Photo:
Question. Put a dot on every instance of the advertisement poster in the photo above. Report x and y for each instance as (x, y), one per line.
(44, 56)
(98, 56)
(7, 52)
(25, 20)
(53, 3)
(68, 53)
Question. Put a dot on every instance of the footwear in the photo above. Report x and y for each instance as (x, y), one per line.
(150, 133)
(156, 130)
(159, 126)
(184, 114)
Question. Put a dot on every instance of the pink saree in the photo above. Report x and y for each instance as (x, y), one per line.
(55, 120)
....
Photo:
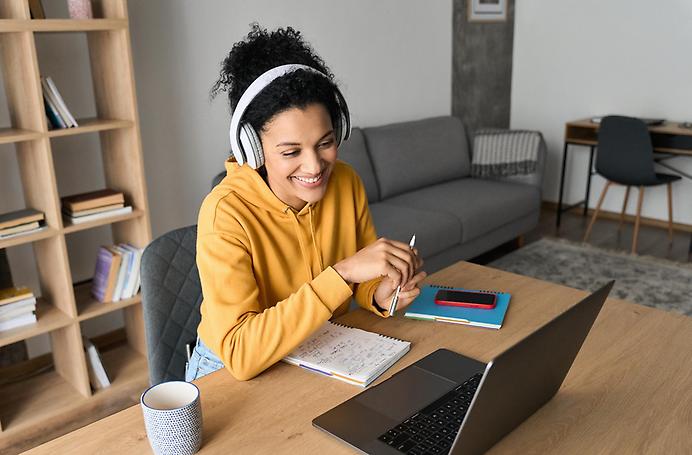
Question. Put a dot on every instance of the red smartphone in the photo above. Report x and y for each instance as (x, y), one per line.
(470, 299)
....
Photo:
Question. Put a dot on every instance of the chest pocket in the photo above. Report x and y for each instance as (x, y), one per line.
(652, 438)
....
• _OBJECTIVE_
Copy out every line of the material above that contains the string "instance", treating uppercase and lowercase as different.

• _CORRECT RESULT_
Question. Put a dot on every instance of the advertisement poster in the photo above. Report x and y for each instance as (x, y), one per line.
Question. Put a dot on every instance of the footwear in the photo above. Report x and y for each instance as (x, y), one per line.
Question. Put a dot on every instance of the pink saree in the photo above. Report x and y for each instance as (x, y), one per line.
Question. Put a dot on every instance of the red smartphone in the photo above. Report x and y for each instance as (x, y), one per line.
Question. Put a dot on every instance of the chest pocket in the photo above. Report x and y for each instance as (x, y), one per line.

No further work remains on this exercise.